### Records for this exercise

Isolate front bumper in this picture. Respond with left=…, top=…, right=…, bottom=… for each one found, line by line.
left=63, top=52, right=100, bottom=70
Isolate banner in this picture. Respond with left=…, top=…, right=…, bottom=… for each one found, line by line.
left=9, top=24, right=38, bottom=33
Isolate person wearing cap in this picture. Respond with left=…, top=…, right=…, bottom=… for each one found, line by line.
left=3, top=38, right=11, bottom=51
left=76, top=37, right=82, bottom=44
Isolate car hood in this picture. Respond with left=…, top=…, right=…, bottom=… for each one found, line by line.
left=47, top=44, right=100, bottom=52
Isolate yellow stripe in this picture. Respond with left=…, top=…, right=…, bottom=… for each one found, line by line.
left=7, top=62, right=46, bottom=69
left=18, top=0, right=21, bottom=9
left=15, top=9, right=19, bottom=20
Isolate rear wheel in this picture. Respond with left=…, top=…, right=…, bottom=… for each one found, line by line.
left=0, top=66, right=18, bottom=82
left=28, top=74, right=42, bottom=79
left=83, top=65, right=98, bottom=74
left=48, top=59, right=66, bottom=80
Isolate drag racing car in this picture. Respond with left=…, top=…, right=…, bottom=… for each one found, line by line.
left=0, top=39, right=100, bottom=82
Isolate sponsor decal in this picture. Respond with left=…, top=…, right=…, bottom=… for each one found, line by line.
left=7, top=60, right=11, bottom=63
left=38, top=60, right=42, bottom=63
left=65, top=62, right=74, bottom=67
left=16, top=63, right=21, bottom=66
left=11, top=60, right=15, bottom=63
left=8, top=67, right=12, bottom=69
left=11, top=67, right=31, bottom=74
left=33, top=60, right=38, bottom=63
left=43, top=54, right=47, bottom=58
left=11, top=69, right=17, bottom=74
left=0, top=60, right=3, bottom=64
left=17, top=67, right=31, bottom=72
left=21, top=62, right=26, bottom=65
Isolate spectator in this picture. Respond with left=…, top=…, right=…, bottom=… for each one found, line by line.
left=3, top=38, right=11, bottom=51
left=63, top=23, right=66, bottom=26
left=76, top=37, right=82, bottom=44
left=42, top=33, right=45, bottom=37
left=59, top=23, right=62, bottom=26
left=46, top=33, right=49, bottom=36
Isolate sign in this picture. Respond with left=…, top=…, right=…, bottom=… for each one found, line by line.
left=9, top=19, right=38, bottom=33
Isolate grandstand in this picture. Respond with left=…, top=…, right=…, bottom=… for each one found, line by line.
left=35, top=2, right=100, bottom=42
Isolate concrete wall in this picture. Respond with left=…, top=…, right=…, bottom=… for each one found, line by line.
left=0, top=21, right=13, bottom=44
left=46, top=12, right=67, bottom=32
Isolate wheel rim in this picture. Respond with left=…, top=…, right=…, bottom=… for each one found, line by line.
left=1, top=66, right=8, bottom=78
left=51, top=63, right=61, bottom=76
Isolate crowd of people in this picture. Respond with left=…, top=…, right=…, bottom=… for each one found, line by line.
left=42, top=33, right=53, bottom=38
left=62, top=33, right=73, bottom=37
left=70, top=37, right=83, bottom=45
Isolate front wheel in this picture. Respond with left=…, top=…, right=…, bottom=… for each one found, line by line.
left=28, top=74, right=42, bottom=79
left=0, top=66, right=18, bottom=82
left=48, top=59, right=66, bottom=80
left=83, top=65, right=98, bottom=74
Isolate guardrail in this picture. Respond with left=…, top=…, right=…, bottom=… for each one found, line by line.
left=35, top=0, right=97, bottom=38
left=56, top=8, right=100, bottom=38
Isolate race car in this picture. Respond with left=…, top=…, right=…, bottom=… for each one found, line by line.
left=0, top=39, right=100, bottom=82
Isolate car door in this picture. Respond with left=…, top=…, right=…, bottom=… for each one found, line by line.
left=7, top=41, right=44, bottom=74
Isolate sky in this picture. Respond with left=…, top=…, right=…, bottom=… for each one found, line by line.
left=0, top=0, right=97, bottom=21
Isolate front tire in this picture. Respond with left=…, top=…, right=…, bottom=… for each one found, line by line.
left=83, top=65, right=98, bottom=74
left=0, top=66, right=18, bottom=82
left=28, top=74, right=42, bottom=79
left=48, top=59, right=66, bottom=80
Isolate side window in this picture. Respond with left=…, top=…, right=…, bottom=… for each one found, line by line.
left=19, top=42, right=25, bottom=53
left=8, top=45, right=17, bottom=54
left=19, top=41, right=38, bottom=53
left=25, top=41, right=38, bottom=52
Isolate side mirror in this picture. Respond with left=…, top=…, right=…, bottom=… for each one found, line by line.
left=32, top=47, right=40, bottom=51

######

Short exercise
Could you duplicate the part of the listing above that opens with the line containing "Isolate yellow stripe" and closes with the line containing "left=46, top=12, right=67, bottom=32", both lines included, with every line left unchanged?

Output of the task
Isolate yellow stripe in this picture. Respond with left=…, top=…, right=…, bottom=… for each one found, line by line.
left=7, top=62, right=46, bottom=69
left=18, top=0, right=21, bottom=9
left=15, top=9, right=19, bottom=20
Isolate rear wheel in this picture. Respond with left=…, top=…, right=…, bottom=… for each one found, line by line.
left=0, top=66, right=18, bottom=82
left=28, top=74, right=42, bottom=79
left=83, top=65, right=98, bottom=74
left=48, top=59, right=66, bottom=80
Isolate drag racing car in this picture. Respond with left=…, top=…, right=…, bottom=… for each one found, line by line.
left=0, top=39, right=100, bottom=82
Isolate sponsor decal in this picture. Respond with left=…, top=…, right=…, bottom=… for each one found, line by line.
left=7, top=60, right=11, bottom=63
left=38, top=60, right=42, bottom=63
left=65, top=62, right=74, bottom=67
left=16, top=63, right=21, bottom=66
left=11, top=60, right=15, bottom=63
left=8, top=67, right=12, bottom=69
left=11, top=67, right=31, bottom=74
left=33, top=60, right=38, bottom=63
left=43, top=54, right=47, bottom=58
left=11, top=69, right=17, bottom=74
left=0, top=60, right=3, bottom=64
left=17, top=67, right=31, bottom=72
left=21, top=62, right=26, bottom=65
Isolate spectator in this picture. Respond with left=…, top=…, right=…, bottom=… for each one found, line by line.
left=3, top=38, right=11, bottom=51
left=63, top=23, right=66, bottom=26
left=76, top=37, right=82, bottom=44
left=42, top=33, right=45, bottom=37
left=59, top=23, right=62, bottom=26
left=46, top=33, right=49, bottom=36
Isolate sign in this picture. Respond with left=…, top=…, right=…, bottom=… for each one found, line by line.
left=9, top=19, right=38, bottom=33
Isolate grandstand in this picture. Respond with left=…, top=…, right=…, bottom=… for each one found, line by line.
left=35, top=2, right=100, bottom=42
Isolate concrete wall in this picture. Respond with left=…, top=…, right=…, bottom=… for each one found, line by line.
left=0, top=21, right=13, bottom=44
left=46, top=12, right=67, bottom=32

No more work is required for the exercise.